Exercise: Transcribe the records that follow, preserving every word.

(Source data)
+ + + +

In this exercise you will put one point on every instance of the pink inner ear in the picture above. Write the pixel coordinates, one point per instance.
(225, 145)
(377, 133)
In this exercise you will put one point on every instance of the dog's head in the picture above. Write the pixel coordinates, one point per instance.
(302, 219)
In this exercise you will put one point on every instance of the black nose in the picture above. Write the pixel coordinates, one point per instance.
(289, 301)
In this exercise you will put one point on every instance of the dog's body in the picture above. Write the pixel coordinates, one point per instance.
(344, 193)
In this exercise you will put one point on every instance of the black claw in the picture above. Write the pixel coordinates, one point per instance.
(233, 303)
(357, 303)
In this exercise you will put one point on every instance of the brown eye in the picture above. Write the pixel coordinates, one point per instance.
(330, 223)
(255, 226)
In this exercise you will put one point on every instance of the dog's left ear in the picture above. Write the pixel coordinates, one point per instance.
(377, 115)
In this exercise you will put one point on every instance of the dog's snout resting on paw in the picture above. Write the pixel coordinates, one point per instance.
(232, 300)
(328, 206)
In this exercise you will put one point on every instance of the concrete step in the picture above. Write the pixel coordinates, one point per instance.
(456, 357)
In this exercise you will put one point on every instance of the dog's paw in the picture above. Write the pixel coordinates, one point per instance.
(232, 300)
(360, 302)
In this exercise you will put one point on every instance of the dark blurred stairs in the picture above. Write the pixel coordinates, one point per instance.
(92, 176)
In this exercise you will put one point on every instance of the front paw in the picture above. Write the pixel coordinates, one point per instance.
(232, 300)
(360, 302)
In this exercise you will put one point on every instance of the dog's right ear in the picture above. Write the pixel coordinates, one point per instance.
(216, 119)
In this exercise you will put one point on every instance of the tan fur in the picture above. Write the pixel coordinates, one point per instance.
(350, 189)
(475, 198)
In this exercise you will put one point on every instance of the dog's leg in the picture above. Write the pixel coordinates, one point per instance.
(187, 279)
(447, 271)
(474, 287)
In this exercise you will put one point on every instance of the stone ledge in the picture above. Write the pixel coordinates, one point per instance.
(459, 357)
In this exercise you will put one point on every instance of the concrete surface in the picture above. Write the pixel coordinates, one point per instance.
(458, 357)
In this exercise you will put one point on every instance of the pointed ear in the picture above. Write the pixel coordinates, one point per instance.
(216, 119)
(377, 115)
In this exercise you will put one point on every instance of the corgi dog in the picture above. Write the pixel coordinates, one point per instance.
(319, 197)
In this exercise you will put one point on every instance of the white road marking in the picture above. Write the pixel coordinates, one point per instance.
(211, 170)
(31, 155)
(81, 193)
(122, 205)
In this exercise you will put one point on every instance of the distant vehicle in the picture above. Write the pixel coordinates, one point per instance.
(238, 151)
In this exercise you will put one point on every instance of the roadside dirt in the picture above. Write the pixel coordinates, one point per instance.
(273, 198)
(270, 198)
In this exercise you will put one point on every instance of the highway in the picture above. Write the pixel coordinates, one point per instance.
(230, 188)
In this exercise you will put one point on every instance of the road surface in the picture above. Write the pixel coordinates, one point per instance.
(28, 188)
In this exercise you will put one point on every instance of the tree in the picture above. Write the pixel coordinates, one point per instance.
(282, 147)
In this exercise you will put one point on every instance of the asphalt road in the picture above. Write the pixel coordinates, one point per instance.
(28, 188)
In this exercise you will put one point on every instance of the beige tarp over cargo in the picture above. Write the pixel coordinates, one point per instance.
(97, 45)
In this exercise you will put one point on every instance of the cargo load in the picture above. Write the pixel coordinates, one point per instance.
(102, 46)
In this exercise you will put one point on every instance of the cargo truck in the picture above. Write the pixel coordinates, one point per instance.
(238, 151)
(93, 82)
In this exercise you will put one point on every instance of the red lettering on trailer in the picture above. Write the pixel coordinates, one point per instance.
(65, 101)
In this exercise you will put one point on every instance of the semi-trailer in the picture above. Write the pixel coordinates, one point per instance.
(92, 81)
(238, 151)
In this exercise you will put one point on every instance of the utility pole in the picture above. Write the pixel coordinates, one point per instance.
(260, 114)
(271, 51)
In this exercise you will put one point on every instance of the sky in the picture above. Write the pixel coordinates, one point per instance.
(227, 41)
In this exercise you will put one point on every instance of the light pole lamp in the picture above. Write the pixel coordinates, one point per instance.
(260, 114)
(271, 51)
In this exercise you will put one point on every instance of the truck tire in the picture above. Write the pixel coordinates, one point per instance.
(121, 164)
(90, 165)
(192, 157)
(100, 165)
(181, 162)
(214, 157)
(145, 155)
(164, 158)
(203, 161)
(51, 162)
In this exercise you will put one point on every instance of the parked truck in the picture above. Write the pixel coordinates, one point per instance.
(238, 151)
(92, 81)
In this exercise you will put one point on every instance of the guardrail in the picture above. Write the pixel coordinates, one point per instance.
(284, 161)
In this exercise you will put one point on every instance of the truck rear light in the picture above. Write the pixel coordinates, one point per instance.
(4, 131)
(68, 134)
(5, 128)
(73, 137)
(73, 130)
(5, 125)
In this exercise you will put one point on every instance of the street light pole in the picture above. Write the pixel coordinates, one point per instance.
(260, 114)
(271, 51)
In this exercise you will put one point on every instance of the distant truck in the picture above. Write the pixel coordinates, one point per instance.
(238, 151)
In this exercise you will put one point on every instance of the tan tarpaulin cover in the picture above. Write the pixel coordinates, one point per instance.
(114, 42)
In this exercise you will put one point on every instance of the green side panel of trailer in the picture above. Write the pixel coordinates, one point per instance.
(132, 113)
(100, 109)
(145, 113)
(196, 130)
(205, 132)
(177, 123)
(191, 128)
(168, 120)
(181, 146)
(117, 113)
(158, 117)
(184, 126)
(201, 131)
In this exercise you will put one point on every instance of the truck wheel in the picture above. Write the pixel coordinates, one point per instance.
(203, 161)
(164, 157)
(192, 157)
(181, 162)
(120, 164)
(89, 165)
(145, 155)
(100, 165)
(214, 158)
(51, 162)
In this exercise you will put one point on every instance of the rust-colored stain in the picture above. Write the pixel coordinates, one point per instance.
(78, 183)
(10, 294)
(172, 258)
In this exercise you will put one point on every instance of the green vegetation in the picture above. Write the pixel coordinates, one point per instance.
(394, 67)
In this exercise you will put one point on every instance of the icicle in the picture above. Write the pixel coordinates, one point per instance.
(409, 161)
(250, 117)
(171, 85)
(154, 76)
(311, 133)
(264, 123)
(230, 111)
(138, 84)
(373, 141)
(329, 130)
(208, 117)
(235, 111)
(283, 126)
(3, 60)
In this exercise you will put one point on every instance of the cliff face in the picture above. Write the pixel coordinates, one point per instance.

+ + + +

Solution:
In this exercise you will put one point on every instance of the pink inner ear in the picture above. Write the pixel coordinates, one point per instance.
(225, 145)
(377, 133)
In this exercise you will put one point on every instance of the dog's head in the picture above. Write the pixel coordinates, one point per instance.
(302, 219)
In this exercise you will put one point on every instance of the black nose in the picture above. Write the pixel coordinates, one point per instance.
(289, 301)
In this exercise you will put one point on every instance of the dog's body in the picture above. Write the pixel coordinates, one point per instance.
(344, 193)
In this exercise you will put one point on every instance of the black claw in the picture above. Write the pixel coordinates, one point per instance.
(233, 303)
(357, 303)
In this exercise you will put one point on every instance of the brown eye in the picture above. Write the pixel coordinates, one point per instance.
(330, 223)
(255, 226)
In this exercise you will put one point on every instance of the dog's left ear in the picture above. Write the pixel coordinates, one point per instance.
(377, 115)
In this exercise you will put one point on every instance of the dog's snout resting on paw in the picture above. Write the pixel coordinates, one point per instance.
(232, 300)
(328, 206)
In this exercise you will put one point on every instance of the concrete step in the picture above. Write the pixel coordinates, one point per instance.
(456, 357)
In this exercise you will put one point on every instance of the dog's paw in the picture above. Write the pixel coordinates, one point per instance.
(232, 300)
(360, 302)
In this exercise you will put one point on every instance of the dark blurred stairs in the picture above. Write the pixel coordinates, one point per instance.
(92, 176)
In this exercise you will put one point on every instance of the front paw in the picture above. Write the pixel coordinates, one point per instance.
(232, 300)
(360, 302)
In this exercise you will put one point on every instance of the dog's right ear in the picture above. Write the pixel coordinates, one point per instance.
(216, 119)
In this exercise you will put one point on every instance of the tan fur in the picture above. Write the pixel coordinates, one point per instance.
(350, 189)
(475, 198)
In this exercise you will put one point on every instance of the dog's leg in the picture above. Write the pixel coordinates, one point per instance.
(187, 279)
(447, 271)
(474, 287)
In this exercise you will put one point on every instance of the stone ledge in the picture above. Write the pixel coordinates, one point per instance.
(459, 357)
In this exercise you will put one point on every instance of the concrete surface in the picture above. Write the pixel coordinates, one point per instance.
(458, 357)
In this exercise you will put one point on every instance of the pointed ear in the picture above. Write the pixel coordinates, one point per instance.
(216, 119)
(377, 115)
In this exercise you will put one point on every instance of the corgi dog in the picture above. Write the pixel coordinates, one point per instance.
(319, 197)
In this exercise you will put one point on every instance of the white road marking in the picture above. Write the pixel coordinates, one point per instance.
(211, 170)
(31, 155)
(81, 193)
(122, 205)
In this exercise you will put one point on every instance of the distant vehicle in the picture above. Write the pixel coordinates, one point per instance.
(238, 151)
In this exercise you will put one point on every instance of the roadside dirt in the picture above. Write the pixel coordinates, one point per instance.
(273, 198)
(270, 198)
In this exercise you will put one point on every instance of the highway in the picture above. Write the pixel coordinates, one point per instance.
(230, 188)
In this exercise you will put one point on every instance of the road surface in the picture above. Write the pixel coordinates, one point per instance.
(28, 188)
In this exercise you will put one point on every instance of the tree in the picture above. Write the pixel coordinates, one point per instance.
(282, 147)
In this exercise you will put one point on every instance of the asphalt road in the picture above. Write the pixel coordinates, one point per instance.
(28, 188)
In this exercise you will put one point on every instance of the beige tarp over cargo in the picture above. Write the pixel coordinates, one point per instance.
(97, 45)
In this exercise you will put one point on every instance of the cargo load in the picture above. Write the pixel coordinates, one point per instance.
(102, 46)
In this exercise you will put one point on every instance of the cargo truck in the picture above. Write the pixel coordinates, one point per instance.
(238, 151)
(93, 82)
In this exercise you will put one point on every instance of the red lettering on trailer in the picture above. Write the pixel coordinates, one point per instance.
(65, 101)
In this exercise you will put one point on every instance of the semi-trailer in the picture above. Write the pixel coordinates, one point per instance.
(92, 81)
(238, 151)
In this exercise you will put one point on every instance of the utility pole in the picture above. Write the pixel coordinates, one point per instance.
(260, 114)
(271, 51)
In this exercise you will put one point on every instance of the sky in the picture above. Write the pixel coordinates, one point per instance.
(227, 41)
In this exercise you will put one point on every instance of the light pole lamp in the picture above. Write the pixel coordinates, one point per instance.
(260, 114)
(271, 51)
In this exercise you will put one point on every instance of the truck tire in the picture above. Write the pixel coordinates, one point per instance.
(121, 164)
(90, 165)
(192, 157)
(100, 165)
(181, 162)
(214, 157)
(145, 155)
(164, 158)
(203, 161)
(51, 162)
In this exercise you will put one point on every instance of the parked truck in the picture above. Write the pixel coordinates, one point per instance.
(238, 151)
(92, 81)
In this exercise you will put one point on every instance of the guardrail in the picture above. Write the pixel coordinates, one point per instance.
(284, 161)
In this exercise you will put one point on every instance of the truck rear light in the picture above. Write the pixel coordinates, one point per instance.
(4, 131)
(68, 134)
(5, 128)
(73, 137)
(73, 130)
(5, 125)
In this exercise you will put one point on every instance of the street light pole in the picture above. Write the pixel coordinates, one point per instance.
(260, 114)
(271, 51)
In this exercise you will put one point on every instance of the distant truck in the picture above. Write the pixel coordinates, one point per instance.
(238, 151)
In this exercise you will put one point on every instance of the tan tarpaulin cover in the picture above. Write the pixel coordinates, one point per instance.
(114, 42)
In this exercise you will put one point on every instance of the green side panel of trailer in the picture above. Write the pixel coordinates, one point per instance.
(132, 113)
(100, 109)
(145, 113)
(196, 130)
(205, 132)
(177, 123)
(191, 128)
(168, 120)
(181, 146)
(117, 113)
(158, 117)
(184, 126)
(201, 131)
In this exercise you will put one point on every instance of the truck wheel in the picture above. Write the pixel coordinates, one point per instance.
(203, 161)
(164, 157)
(192, 157)
(181, 162)
(120, 164)
(89, 165)
(145, 155)
(100, 165)
(214, 158)
(51, 162)
In this exercise you will put one point on every instance of the rust-colored stain in the picture above. Write the pixel coordinates, one point per instance.
(78, 183)
(10, 294)
(172, 258)
In this exercise you will put one point on every instance of the green vegetation in the picture above. Write the pixel coordinates, one point per instance.
(394, 67)
In this exercise you will put one point on every instance of the icicle in the picture above. Write the pixel coordinates, one point per instance.
(409, 161)
(250, 117)
(171, 85)
(154, 76)
(311, 133)
(264, 123)
(230, 111)
(138, 84)
(373, 141)
(329, 130)
(208, 117)
(235, 111)
(283, 126)
(3, 60)
In this exercise you will put one point on every instance of the cliff face in the picture above. Write the pixel coordinates, one point per instance.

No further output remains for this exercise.